DATA SUPPLIED: Begin
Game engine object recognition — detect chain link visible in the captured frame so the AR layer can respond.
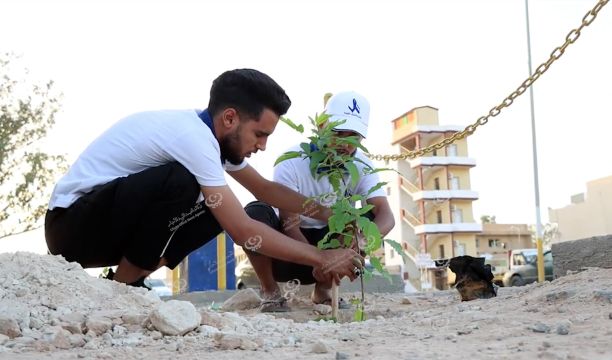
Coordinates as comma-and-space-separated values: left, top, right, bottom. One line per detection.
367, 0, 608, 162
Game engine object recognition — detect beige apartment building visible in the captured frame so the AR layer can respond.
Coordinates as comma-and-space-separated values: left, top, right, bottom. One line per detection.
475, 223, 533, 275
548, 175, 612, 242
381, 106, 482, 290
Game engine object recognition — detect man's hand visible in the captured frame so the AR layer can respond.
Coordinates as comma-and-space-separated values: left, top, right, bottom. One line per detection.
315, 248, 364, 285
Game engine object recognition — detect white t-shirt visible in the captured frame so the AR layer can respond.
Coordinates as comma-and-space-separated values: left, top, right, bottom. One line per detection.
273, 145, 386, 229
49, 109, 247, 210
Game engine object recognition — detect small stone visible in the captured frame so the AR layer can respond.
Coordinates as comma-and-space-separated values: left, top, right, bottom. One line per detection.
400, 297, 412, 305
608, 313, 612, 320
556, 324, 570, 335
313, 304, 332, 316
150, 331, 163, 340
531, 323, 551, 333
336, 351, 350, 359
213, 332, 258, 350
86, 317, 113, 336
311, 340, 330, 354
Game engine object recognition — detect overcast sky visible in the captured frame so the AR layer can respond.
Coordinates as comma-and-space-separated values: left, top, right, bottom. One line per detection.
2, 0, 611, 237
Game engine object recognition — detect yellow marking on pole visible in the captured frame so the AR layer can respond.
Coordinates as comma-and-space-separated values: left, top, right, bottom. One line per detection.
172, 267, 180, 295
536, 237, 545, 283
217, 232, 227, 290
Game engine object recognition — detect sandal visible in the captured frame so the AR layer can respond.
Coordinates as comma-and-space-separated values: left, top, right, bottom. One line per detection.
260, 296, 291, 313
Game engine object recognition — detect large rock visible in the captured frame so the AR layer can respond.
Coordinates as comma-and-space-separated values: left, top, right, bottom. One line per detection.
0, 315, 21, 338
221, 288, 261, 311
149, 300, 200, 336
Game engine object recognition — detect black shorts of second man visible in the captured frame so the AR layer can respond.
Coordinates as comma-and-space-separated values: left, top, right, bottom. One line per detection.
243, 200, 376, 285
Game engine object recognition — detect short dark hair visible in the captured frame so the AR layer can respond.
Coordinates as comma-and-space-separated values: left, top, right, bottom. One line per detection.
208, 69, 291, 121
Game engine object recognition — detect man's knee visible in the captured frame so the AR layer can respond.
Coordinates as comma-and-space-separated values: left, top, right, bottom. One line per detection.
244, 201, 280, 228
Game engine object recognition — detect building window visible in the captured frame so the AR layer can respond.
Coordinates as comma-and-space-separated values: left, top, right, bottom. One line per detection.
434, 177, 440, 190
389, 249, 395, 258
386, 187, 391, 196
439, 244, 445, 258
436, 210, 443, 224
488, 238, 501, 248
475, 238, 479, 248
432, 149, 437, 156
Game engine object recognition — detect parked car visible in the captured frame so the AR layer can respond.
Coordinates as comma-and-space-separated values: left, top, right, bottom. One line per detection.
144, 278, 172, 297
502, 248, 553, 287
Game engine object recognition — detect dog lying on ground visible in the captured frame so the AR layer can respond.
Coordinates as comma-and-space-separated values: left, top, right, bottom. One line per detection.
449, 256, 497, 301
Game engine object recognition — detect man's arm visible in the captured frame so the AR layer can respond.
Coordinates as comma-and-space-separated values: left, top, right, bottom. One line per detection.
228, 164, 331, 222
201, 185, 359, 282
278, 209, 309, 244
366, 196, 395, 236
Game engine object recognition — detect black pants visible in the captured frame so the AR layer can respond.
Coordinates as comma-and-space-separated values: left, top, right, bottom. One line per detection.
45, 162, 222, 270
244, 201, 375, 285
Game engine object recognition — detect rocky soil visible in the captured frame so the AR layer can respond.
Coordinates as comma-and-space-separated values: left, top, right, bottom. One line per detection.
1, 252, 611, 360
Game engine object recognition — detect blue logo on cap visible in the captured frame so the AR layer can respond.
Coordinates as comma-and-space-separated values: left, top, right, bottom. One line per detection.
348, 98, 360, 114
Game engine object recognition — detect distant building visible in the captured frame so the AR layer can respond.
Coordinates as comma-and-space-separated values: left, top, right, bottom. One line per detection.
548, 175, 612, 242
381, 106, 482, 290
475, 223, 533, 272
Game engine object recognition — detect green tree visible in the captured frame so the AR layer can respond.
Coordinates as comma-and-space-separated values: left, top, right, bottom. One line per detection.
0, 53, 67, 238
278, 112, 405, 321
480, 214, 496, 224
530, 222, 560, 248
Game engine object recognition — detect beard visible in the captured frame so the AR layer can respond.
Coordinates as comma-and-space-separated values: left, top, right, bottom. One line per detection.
DATA SUPPLIED: End
DATA SUPPLIED: Begin
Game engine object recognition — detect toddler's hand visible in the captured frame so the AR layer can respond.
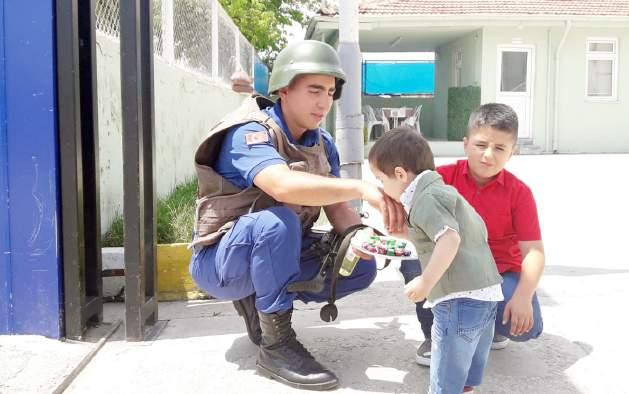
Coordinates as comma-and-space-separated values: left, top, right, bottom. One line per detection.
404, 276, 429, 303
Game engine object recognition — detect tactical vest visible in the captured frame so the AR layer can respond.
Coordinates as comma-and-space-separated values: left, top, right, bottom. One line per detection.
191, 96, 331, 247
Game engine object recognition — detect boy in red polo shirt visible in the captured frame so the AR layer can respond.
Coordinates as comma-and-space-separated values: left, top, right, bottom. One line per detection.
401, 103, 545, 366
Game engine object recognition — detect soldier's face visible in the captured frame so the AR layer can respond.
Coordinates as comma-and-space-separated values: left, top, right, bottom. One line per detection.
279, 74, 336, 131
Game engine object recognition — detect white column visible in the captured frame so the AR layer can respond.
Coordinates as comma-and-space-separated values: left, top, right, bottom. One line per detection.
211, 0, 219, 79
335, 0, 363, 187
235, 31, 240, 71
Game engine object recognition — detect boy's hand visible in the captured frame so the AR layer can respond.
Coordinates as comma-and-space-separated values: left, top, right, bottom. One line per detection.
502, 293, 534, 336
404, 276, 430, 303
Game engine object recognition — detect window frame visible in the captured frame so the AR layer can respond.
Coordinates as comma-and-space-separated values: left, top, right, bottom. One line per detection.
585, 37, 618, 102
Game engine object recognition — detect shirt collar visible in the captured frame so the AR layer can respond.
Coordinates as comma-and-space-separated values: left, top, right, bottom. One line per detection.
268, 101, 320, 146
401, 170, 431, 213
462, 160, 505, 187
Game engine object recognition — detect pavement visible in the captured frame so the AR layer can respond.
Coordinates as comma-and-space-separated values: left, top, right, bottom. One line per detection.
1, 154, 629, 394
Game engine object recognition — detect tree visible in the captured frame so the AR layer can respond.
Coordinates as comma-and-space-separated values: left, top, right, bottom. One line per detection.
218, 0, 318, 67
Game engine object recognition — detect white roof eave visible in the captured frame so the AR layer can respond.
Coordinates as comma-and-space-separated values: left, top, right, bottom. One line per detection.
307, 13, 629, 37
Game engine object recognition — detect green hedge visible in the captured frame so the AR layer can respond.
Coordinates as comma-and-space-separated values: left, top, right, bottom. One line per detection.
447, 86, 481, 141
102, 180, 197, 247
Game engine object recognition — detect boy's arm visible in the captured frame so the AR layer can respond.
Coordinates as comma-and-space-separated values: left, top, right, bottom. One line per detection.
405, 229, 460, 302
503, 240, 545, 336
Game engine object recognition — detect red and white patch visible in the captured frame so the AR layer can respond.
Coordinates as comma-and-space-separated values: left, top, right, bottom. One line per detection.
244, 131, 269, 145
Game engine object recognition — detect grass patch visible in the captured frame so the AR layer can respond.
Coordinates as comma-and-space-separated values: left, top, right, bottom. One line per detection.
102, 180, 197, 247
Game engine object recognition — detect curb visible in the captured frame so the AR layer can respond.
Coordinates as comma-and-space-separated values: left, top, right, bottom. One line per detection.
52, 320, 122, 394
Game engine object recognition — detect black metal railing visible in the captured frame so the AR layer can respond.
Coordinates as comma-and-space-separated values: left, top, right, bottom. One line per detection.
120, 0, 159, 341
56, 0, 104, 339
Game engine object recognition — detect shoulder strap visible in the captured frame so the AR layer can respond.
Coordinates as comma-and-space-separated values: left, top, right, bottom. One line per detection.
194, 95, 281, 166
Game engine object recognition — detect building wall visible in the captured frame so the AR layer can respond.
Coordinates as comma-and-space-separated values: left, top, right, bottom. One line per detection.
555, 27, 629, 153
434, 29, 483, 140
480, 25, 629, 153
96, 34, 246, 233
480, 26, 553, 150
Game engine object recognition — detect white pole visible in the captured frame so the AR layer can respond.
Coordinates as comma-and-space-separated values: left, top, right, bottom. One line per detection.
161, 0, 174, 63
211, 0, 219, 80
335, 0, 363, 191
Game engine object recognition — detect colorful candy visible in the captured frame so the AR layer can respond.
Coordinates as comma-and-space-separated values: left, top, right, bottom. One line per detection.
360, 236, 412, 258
DATA SUPPLIED: End
INSTRUCTIONS FOR THE TASK
Search the data above for the word "pole" and say how many lines contain it, giving only that number.

RESULT OF THE TASK
2